* TRAVAIL DEMANDÉ *
a) Selon le texte de lecture, sur quoi porte « déjà » en emploi absolu ?
b) Dans les enregistrements, renommez « Target » en « Cible » de la ligne qui contient « the dark blue » jusqu'à la fin des enregistrements. Recopiez uniquement ces lignes, sans rien changer d'autre.

━━━ TEXTE DE LECTURE ━━━

Ici encore, la discontinuité repose sur un contraste entre deux représentations d’un état de choses, la seconde disqualifiant la première. Ce contraste présente une dimension intersubjective forte :

(20)

Rendez-moi le manuscrit tout de suite, et foutez-moi la paix ! Vous allez changer la société patrilinéaire cette nuit même, je le vois, c’est parti, mais sans moi ! Alors, ce manuscrit ? L’écureuil trépigne de rage.  Il est déjà à l’imprimerie.  Sans blague ! [Kristeva, Julia, Les Samouraïs]

(21)

Qu’est-ce que vous faisiez, Émile, dans la nuit de samedi à dimanche ?  Je l’ai déjà dit, j’étais au Perroquet. Émile eut un grand sourire provocant et jeta son allumette au loin. [Vargas, Fred, Un lieu incertain]

En emploi absolu déjà a pour portée la séquence immédiate du contexte gauche et en redéfinit le statut comme surprenant (déjà !) ou inattendu (déjà ?)

━━━ DONNÉES FOURNIES ━━━

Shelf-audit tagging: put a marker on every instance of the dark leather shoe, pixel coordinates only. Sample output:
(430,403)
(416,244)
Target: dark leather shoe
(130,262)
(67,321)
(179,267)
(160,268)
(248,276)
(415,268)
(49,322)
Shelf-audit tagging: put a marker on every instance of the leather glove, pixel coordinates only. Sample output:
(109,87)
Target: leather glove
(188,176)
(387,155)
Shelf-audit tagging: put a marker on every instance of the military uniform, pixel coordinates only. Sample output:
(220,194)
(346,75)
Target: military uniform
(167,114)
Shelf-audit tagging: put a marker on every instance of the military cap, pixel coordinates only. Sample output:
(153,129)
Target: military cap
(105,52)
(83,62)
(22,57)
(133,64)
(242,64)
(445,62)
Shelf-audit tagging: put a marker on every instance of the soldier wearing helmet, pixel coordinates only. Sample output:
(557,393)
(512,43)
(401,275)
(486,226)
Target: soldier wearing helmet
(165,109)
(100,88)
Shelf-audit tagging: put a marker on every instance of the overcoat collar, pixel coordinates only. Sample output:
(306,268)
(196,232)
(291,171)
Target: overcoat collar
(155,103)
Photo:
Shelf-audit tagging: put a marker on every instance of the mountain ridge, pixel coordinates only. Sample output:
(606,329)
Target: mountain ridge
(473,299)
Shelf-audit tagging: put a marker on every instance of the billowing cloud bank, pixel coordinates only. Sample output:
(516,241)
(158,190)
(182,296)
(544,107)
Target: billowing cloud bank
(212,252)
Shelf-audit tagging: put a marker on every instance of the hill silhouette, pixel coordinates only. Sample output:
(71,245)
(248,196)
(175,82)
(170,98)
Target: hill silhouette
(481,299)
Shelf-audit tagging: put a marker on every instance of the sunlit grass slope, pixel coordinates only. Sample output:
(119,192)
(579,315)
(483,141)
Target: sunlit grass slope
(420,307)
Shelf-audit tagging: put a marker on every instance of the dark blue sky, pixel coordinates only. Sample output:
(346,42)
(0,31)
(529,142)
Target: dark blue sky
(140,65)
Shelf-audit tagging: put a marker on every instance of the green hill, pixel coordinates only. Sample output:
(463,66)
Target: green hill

━━━

* CORRIGÉ *
a) Sur la séquence immédiate du contexte gauche, dont il redéfinit le statut comme surprenant ou inattendu.

b)
Shelf-audit tagging: put a marker on every instance of the dark blue sky, pixel coordinates only. Sample output:
(346,42)
(0,31)
(529,142)
Cible: dark blue sky
(140,65)
Shelf-audit tagging: put a marker on every instance of the green hill, pixel coordinates only. Sample output:
(463,66)
Cible: green hill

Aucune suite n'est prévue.